[Your goal] Your reply should hold only the lines from the records below where "corners" occurs.

[Excerpted data]
◇ ◇ ◇

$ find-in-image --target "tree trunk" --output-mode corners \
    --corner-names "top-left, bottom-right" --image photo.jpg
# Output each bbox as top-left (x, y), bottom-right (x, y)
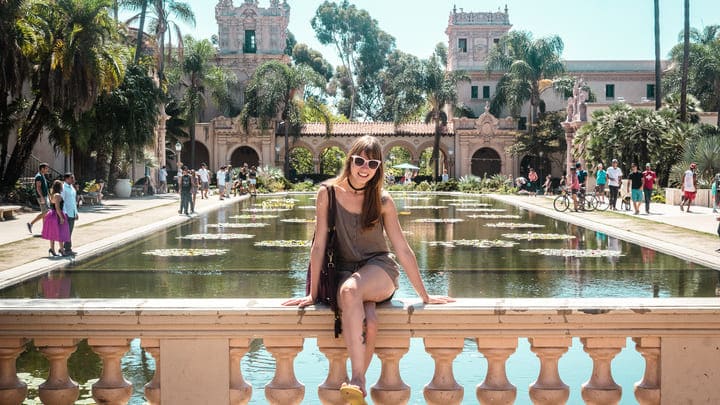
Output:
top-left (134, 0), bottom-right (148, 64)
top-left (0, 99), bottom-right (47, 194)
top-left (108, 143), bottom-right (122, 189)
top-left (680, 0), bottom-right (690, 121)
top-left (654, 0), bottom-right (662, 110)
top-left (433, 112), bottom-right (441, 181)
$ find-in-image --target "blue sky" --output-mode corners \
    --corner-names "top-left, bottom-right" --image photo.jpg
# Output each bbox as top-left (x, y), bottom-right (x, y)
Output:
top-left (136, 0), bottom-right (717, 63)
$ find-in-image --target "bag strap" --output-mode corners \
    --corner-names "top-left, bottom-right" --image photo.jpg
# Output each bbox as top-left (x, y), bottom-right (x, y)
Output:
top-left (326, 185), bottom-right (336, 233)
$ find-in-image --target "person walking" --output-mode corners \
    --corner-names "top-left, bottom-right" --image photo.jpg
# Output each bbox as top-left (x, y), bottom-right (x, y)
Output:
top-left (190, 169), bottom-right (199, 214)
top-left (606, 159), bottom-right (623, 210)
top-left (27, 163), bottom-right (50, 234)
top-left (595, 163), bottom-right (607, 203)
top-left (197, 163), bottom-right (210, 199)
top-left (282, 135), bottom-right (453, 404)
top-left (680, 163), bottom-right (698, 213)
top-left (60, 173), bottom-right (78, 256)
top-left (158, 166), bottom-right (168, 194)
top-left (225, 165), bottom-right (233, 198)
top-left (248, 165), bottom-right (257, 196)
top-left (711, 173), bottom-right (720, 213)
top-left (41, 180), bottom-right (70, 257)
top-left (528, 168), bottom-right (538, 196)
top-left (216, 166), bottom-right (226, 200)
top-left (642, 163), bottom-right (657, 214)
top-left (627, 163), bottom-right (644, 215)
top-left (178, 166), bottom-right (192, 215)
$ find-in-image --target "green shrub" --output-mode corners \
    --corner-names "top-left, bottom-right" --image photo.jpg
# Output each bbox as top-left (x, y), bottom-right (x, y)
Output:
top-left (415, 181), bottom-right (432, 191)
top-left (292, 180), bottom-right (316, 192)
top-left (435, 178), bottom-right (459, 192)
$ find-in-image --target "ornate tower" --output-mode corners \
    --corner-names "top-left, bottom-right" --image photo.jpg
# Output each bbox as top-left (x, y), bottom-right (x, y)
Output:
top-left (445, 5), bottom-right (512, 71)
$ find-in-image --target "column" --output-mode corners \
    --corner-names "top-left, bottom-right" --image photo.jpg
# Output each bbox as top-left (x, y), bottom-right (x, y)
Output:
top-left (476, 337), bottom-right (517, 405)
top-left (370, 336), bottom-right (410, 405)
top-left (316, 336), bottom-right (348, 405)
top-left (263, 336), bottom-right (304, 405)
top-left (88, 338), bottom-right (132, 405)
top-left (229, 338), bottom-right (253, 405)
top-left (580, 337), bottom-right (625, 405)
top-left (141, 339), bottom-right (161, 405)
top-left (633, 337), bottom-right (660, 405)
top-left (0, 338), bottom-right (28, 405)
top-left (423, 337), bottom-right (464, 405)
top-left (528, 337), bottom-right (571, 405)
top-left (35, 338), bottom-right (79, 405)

◇ ◇ ◇

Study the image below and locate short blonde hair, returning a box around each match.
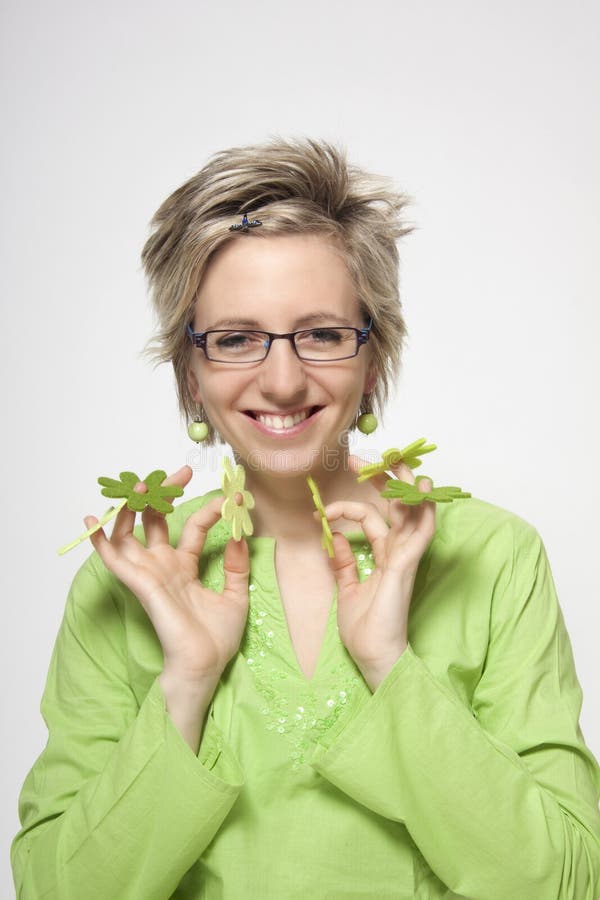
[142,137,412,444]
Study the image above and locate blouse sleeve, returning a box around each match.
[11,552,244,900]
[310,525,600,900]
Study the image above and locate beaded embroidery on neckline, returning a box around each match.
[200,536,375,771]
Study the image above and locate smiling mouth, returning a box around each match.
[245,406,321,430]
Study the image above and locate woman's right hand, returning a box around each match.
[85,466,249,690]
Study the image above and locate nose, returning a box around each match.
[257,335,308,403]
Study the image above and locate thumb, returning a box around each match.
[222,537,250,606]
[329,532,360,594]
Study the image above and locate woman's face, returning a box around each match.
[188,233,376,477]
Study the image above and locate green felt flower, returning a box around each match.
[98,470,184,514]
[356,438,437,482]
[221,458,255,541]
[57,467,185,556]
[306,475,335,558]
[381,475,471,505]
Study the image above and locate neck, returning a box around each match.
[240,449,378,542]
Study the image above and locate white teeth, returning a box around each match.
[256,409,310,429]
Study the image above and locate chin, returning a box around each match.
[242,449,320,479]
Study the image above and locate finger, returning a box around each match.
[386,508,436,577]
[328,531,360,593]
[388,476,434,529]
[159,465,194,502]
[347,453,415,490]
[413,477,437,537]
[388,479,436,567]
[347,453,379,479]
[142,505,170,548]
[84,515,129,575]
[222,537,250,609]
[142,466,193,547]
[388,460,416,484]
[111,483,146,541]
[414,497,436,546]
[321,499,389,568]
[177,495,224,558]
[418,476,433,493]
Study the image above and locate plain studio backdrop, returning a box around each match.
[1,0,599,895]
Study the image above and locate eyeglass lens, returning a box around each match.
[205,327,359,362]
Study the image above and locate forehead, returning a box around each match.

◇ ◇ ◇

[Answer space]
$ find-in-image --target "tree trunk" --output-mode corners \
$ find-in-image --target "blue sky" --output-mode corners \
$ find-in-image --target "bag strap" --output-mode corners \
$ find-in-image --target "person walking" --output-mode corners \
$ find-in-image --target "green shrub" --output-mode corners \
$ find-in-image --target "ornate tower" --output-mode corners \
$ find-in-image --target "column" --output-mode corners \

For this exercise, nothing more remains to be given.